Instruction: Write out the lines below as a Markdown table with two columns, "No." and "Line", numbering each row. Skip blank lines and leave the pictures out.

Information supplied:
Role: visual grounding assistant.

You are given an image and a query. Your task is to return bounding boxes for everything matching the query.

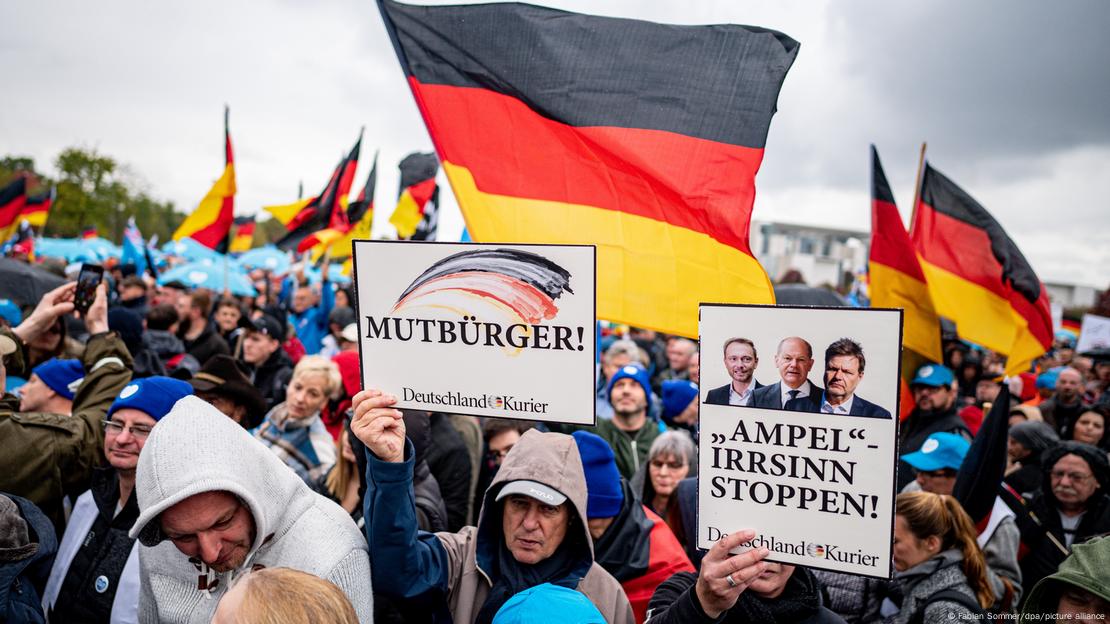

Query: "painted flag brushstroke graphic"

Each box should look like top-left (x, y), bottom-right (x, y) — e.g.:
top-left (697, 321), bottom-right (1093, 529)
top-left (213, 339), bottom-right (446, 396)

top-left (392, 249), bottom-right (574, 339)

Answer:
| No. | Line |
|---|---|
| 1 | Role: visual grounding assistant. |
| 2 | You are given an image and a query. Your task is to return bounding boxes for everything matching the query. |
| 3 | Query: "painted flag brushstroke graphic" |
| 4 | Each box should look like top-left (x, y), bottom-right (x, y) — e.g.: |
| 5 | top-left (697, 321), bottom-right (1093, 529) |
| 6 | top-left (213, 339), bottom-right (446, 396) |
| 7 | top-left (392, 249), bottom-right (574, 339) |